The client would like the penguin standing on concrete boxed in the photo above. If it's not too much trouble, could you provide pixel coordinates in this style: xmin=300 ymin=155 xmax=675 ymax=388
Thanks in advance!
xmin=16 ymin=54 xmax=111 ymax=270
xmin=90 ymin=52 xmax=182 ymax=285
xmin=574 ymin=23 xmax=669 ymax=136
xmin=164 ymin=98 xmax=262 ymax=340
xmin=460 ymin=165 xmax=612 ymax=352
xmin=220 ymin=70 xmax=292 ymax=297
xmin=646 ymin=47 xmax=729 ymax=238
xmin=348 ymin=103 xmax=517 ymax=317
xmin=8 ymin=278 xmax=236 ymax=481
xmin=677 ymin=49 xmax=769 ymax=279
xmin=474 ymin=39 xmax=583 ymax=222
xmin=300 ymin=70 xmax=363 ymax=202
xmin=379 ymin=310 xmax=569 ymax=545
====================
* _Given exercise_: Reproduce every line above word for word, changing nothing.

* _Full response_:
The client would like the penguin standing on concrete boxed in the photo above. If it's not too much trouble, could you provide pixel coordinates in this style: xmin=300 ymin=155 xmax=675 ymax=388
Thanks in advance!
xmin=16 ymin=54 xmax=111 ymax=270
xmin=90 ymin=52 xmax=182 ymax=285
xmin=574 ymin=23 xmax=669 ymax=136
xmin=164 ymin=98 xmax=262 ymax=340
xmin=460 ymin=165 xmax=612 ymax=352
xmin=220 ymin=70 xmax=292 ymax=297
xmin=646 ymin=47 xmax=729 ymax=238
xmin=348 ymin=103 xmax=517 ymax=317
xmin=8 ymin=278 xmax=236 ymax=481
xmin=677 ymin=49 xmax=769 ymax=279
xmin=474 ymin=39 xmax=583 ymax=222
xmin=300 ymin=70 xmax=363 ymax=202
xmin=379 ymin=310 xmax=569 ymax=545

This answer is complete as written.